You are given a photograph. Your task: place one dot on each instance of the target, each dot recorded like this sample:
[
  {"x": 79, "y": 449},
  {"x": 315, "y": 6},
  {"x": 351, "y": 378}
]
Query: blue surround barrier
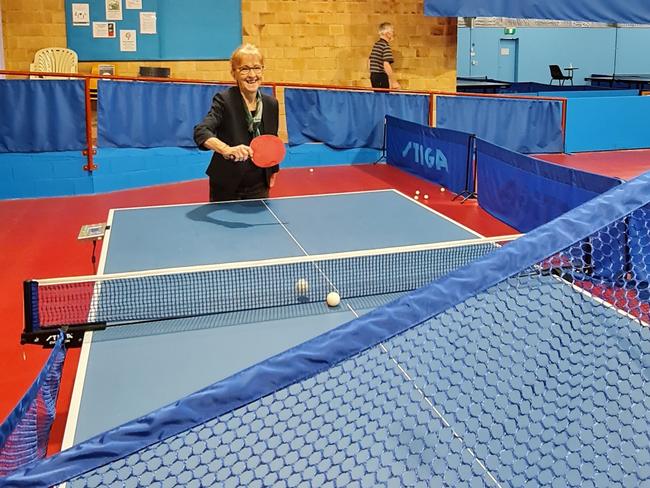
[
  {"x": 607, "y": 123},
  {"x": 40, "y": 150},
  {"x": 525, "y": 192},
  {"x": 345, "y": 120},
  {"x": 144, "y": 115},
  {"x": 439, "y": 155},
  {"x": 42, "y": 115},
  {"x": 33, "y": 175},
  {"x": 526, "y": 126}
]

§ §

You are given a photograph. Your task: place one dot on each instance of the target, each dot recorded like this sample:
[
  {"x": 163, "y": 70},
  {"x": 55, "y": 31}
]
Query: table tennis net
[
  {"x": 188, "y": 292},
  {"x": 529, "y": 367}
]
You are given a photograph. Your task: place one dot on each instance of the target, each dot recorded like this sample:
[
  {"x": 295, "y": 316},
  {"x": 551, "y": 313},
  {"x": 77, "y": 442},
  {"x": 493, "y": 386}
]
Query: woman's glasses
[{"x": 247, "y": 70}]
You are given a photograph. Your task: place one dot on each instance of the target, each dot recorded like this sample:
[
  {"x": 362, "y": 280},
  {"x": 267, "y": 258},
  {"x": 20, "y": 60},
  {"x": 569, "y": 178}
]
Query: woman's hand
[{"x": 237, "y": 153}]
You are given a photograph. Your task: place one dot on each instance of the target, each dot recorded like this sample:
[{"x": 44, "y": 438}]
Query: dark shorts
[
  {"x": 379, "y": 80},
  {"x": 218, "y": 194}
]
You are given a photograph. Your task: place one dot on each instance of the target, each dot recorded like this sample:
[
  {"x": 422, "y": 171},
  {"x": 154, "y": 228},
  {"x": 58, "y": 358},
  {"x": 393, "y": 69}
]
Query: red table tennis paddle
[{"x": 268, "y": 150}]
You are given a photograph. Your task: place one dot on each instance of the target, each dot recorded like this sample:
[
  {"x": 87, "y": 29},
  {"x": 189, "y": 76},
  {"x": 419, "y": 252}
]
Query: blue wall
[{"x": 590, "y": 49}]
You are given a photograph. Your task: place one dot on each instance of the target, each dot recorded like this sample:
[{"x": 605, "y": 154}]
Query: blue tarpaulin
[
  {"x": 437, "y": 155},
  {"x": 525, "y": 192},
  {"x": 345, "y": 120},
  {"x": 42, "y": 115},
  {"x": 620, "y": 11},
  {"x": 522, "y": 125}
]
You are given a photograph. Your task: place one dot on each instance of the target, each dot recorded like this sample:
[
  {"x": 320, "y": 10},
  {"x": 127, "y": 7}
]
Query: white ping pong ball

§ §

# GIVEN REQUEST
How many lines in the records above contain the word "table"? Case counts. Reply with the number only.

# SOLUTION TO THIS EXERCISE
2